Given task: Reproduce the lines below from the one containing "Would you be able to indicate the stainless steel lid" through the final line, word for word and with nothing else.

Record set:
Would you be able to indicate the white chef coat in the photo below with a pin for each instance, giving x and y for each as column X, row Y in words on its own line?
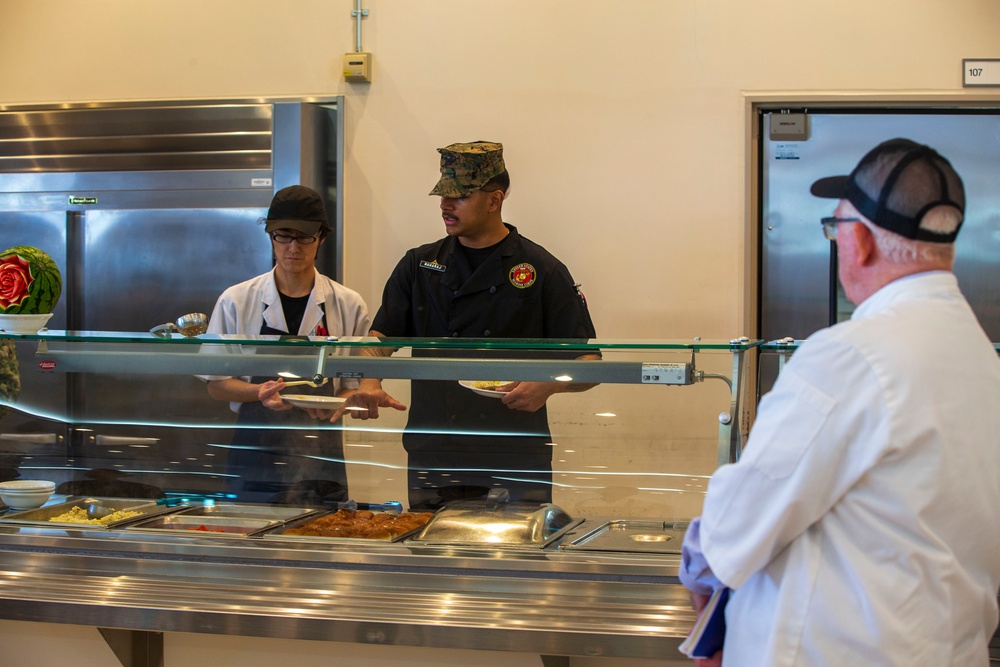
column 862, row 525
column 243, row 308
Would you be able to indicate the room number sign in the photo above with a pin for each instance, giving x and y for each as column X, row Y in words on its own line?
column 982, row 72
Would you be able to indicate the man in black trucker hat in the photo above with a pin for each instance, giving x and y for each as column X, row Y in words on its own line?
column 276, row 457
column 861, row 526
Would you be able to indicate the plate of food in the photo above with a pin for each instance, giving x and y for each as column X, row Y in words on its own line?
column 489, row 388
column 317, row 402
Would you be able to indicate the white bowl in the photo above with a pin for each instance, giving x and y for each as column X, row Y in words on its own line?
column 23, row 323
column 26, row 494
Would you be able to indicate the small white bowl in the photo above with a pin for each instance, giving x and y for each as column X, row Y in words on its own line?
column 26, row 494
column 23, row 323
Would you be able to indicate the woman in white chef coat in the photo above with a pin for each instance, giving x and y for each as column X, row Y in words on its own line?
column 282, row 453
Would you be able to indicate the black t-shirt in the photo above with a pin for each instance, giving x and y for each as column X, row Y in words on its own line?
column 294, row 308
column 520, row 290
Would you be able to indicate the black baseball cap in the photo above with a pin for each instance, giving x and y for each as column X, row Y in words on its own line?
column 896, row 184
column 300, row 208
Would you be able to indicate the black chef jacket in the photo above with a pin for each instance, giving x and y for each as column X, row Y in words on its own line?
column 477, row 443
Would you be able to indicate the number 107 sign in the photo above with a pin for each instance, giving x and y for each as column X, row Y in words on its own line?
column 980, row 72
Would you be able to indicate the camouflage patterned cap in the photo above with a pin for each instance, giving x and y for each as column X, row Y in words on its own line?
column 467, row 167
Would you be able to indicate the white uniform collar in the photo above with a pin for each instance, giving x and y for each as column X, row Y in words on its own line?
column 274, row 316
column 902, row 289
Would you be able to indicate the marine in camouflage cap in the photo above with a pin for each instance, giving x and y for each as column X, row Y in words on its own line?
column 467, row 167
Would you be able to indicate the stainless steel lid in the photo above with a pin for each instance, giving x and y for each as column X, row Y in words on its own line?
column 495, row 522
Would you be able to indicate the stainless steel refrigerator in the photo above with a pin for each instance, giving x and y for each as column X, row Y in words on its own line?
column 799, row 291
column 150, row 212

The answer:
Would you be able to indicate the stainless steel lid in the photo above with a pin for each instance, giving x and y for each as column X, row Y in words on its own line?
column 495, row 522
Would you be able to indicate the stainless steel refrigerator in the photo above with a pin for each instance, giving x and y for each as column X, row Y in words on its own line?
column 799, row 291
column 150, row 212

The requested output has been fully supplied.